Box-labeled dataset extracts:
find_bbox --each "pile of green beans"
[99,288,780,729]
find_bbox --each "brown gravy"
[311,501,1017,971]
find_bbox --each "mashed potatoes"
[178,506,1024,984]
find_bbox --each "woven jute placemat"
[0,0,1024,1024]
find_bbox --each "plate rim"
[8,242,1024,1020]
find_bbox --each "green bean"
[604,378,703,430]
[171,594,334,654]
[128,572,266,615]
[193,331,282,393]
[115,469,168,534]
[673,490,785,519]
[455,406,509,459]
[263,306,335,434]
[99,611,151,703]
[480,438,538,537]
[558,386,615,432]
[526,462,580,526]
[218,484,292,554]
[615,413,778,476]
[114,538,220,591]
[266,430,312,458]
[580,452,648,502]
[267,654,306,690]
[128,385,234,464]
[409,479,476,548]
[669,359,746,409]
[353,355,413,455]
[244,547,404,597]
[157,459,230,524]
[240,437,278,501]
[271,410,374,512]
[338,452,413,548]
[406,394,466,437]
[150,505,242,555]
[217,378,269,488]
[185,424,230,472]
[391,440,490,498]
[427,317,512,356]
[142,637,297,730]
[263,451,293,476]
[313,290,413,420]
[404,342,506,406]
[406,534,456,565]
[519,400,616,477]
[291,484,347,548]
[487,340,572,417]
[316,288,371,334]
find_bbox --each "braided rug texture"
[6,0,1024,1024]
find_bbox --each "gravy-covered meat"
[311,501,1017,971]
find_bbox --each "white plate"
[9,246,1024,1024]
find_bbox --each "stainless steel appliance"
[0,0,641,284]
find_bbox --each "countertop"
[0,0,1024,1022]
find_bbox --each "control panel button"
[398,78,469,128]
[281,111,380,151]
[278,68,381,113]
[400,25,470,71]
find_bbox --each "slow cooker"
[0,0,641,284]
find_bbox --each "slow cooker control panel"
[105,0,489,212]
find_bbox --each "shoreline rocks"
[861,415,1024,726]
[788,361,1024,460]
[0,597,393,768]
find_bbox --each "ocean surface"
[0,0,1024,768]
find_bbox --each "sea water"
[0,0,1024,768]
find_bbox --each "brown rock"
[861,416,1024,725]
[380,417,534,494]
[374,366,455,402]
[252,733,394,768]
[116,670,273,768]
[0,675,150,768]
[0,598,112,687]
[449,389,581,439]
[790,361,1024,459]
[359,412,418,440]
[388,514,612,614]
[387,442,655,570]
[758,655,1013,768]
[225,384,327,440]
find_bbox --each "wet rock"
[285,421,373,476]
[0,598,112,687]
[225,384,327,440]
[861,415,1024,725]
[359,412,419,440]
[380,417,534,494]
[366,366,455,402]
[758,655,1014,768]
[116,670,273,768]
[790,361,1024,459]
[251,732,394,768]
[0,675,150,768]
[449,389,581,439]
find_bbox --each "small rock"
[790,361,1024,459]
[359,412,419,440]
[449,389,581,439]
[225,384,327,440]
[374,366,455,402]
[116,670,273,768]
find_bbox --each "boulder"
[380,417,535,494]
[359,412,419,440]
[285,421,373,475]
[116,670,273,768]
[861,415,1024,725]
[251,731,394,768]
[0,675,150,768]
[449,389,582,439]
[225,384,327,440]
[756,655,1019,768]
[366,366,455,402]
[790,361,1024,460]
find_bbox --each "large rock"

→ **Problem description**: Write out, unchanged, everything above from the start of the items down to the line containing "[8,242,1024,1020]", including both ends.

→ **Solution to the problem**:
find_bbox --each "pile of green beans"
[99,288,780,729]
find_bbox --each "brown gravy"
[311,501,1017,971]
find_bbox --each "mashed potatoes"
[178,506,1024,984]
find_bbox --each "woven jute placemat"
[0,0,1024,1024]
find_bbox --each "plate rim"
[8,242,1024,1020]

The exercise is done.